▶ _Tareas y ejercicios_
• A. Enumera todo lo que, según el texto de lectura, salió del impulso creador compartido con Nuria.
• B. Resume el texto de lectura en dos oraciones.
• C. Devuelve el pasaje del texto de lectura que empieza con "Mª Carmen y" y sigue hasta "cura de verdad.".

▶ _Texto de lectura_
------------------------------------------------------------

Mª Carmen y yo hacemos ahora un tándem. Ya conocía las enormes ventajas de la dirección espiritual desde hacía muchos años, pero es en esta enfermedad cuando se ha mostrado como uno de los recursos de mayor importancia. Ella fue la única persona que consiguió que me decidiera a coger la vida con fuerza, en lugar de dejar caer los brazos. Me dijo: «Vivirás. Lo veo clarísimo. Pero tienes que luchar por recuperarte». Ante mis reticencias añadía: «Eso es cobardía. Tienes que vivir. Haces mucha falta aquí, no allí, y esta enfermedad va a ser un medio para llevar a mucha más gente hacia Dios». Me recordó que estábamos en el Año de la Fe. Me decía que Dios me pedía fe a raudales, que otros verían que valía la pena confiar en Él: Dios no es un convidado de piedra, sino un Médico que cura de verdad.

El quid de la cuestión estaba en hacerle caso a ella... o no. De forma que, frente a mi actitud ambivalente de querer vivir o no querer hacerlo, decidí optar por la primera, también por obediencia. Si me decían que iba a vivir es que iba a hacerlo. No podía perder el tiempo, ni lamentarme, ni lamerme las heridas o huir al otro mundo antes de hora. Me tocaba vivir con más intensidad y profundidad, aunque no entendiera nada de lo que pasaba y los médicos no estuvieran nada convencidos de que pudiera lograrlo. Pero había que probar. Tenía muy buenas razones para vivir y le pedía a Dios salud y tiempo para poder terminarlas. Me gustaría poder decir a Dios cuando muriera: «Señor, todo está cumplido. He terminado lo que me mandaste hacer y para lo que vine al mundo».

Y es que, al principio de la enfermedad, tuve una sensación profunda de que todo lo que tenía entre manos estaba a medio hacer. Llevaba preparándome a fondo los últimos años. Me había doctorado en Dirección de Empresas con el objetivo de enseñar a los directivos a cambiar el entorno humano en el que trabajan. Había coescrito un libro hacía seis años con Nuria, gran amiga mía y pionera en la investigación sobre la conciliación de trabajo y familia en nuestro país. De todo este impulso creador con Nuria habían salido —y siguen saliendo todavía— cursos, conferencias, artículos en prensa, participación en mesas redondas, etc. Seguíamos profundizando ahora en el papel de la mujer directiva como elemento clave para el necesario cambio social. Estábamos terminando un nuevo libro, esta vez sobre sostenibilidad humana y ecología, cuando me dieron la noticia de mi enfermedad. Es como si el diablo me segara la hierba bajo los pies y no me dejara terminar lo que Dios quería y para lo que me preparaba... Parecía que las puertas se cerraban una tras otra ante mí. La última, la de la salud. Desde hace años, mi vida era una pelea de tal calibre contra el tiempo, que a veces no sabía si iba a ser capaz de aguantar.

------------------------------------------------------------

▶ _Datos_
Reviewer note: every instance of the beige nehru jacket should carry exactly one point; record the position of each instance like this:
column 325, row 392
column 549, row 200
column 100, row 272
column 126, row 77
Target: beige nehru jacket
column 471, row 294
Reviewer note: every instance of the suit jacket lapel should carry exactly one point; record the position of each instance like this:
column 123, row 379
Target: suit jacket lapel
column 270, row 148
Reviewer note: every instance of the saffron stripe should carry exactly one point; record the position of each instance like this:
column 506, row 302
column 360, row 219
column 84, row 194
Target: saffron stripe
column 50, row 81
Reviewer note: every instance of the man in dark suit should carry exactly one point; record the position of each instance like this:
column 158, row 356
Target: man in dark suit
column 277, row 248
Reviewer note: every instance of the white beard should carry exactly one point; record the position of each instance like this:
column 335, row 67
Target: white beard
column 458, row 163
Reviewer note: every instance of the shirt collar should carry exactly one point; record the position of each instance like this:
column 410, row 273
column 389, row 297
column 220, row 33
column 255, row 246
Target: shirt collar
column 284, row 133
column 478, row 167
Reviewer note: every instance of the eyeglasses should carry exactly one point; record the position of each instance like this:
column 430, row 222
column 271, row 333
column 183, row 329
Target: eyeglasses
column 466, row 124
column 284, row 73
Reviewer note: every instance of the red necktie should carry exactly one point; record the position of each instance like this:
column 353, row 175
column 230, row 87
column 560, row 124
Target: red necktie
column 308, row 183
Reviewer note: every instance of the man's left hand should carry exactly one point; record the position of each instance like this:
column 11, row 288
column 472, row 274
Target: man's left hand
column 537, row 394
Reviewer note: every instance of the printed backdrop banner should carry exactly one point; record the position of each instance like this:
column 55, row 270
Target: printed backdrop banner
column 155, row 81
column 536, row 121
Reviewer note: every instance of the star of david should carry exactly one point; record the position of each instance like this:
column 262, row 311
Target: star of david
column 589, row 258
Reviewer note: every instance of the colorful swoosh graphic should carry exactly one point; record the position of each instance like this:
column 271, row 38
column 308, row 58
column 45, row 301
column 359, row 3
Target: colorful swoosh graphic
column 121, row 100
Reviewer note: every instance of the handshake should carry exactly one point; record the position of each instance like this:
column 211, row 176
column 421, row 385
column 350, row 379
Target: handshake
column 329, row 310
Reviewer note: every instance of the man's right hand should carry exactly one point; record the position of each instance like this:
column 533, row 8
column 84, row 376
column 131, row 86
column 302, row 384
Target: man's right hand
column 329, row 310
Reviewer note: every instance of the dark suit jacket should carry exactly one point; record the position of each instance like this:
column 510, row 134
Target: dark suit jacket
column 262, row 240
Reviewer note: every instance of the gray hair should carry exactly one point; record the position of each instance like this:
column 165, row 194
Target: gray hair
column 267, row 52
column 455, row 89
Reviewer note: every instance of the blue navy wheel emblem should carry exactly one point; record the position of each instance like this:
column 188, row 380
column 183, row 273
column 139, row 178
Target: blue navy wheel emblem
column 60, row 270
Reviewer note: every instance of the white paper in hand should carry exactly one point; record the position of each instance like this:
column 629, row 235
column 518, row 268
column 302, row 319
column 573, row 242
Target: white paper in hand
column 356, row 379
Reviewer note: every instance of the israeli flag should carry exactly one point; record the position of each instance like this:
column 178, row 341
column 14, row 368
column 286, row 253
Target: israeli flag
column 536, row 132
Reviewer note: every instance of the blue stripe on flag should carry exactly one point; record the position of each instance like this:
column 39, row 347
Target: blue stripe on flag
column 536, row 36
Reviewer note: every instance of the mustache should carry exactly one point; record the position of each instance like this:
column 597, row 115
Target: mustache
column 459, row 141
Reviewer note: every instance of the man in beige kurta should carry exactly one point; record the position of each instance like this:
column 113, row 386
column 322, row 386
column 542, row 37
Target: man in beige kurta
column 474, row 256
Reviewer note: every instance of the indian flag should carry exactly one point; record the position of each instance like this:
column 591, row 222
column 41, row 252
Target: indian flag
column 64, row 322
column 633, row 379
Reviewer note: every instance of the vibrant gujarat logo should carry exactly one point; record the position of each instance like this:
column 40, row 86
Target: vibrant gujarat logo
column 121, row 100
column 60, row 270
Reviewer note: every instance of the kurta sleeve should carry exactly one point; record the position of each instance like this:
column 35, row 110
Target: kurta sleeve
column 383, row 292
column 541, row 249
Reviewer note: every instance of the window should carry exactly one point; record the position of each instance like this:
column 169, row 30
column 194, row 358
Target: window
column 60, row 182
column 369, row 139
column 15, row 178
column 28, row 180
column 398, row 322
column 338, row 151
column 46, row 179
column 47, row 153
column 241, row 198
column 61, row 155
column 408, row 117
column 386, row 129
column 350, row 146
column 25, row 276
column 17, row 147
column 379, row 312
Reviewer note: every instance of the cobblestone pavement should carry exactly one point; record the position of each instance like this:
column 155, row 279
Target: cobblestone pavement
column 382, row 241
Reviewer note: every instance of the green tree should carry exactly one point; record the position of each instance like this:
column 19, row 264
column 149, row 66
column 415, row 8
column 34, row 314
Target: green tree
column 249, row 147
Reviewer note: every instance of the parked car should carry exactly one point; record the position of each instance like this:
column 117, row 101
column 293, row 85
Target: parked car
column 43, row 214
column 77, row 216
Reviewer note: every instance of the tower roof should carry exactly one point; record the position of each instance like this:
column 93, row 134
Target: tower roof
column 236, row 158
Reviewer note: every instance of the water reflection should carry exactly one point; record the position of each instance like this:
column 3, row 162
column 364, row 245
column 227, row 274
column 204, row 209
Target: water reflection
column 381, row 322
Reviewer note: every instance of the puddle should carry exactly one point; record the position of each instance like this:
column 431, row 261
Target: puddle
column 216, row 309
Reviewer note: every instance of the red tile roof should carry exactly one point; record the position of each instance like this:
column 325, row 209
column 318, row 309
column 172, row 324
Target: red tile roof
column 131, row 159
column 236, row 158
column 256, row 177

------------------------------------------------------------

▶ _Resultados_
• A. Cursos, conferencias, artículos en prensa y participación en mesas redondas.

• B. Durante una enfermedad, Mª Carmen le aseguró a quien narra que viviría y le insistió en que debía luchar por recuperarse, y esa persona decidió hacerle caso, también por obediencia. Al principio de la enfermedad sentía que todo lo que tenía entre manos estaba a medio hacer, incluido un nuevo libro sobre sostenibilidad humana y ecología que estaba terminando con Nuria.

• C.
Mª Carmen y yo hacemos ahora un tándem. Ya conocía las enormes ventajas de la dirección espiritual desde hacía muchos años, pero es en esta enfermedad cuando se ha mostrado como uno de los recursos de mayor importancia. Ella fue la única persona que consiguió que me decidiera a coger la vida con fuerza, en lugar de dejar caer los brazos. Me dijo: «Vivirás. Lo veo clarísimo. Pero tienes que luchar por recuperarte». Ante mis reticencias añadía: «Eso es cobardía. Tienes que vivir. Haces mucha falta aquí, no allí, y esta enfermedad va a ser un medio para llevar a mucha más gente hacia Dios». Me recordó que estábamos en el Año de la Fe. Me decía que Dios me pedía fe a raudales, que otros verían que valía la pena confiar en Él: Dios no es un convidado de piedra, sino un Médico que cura de verdad.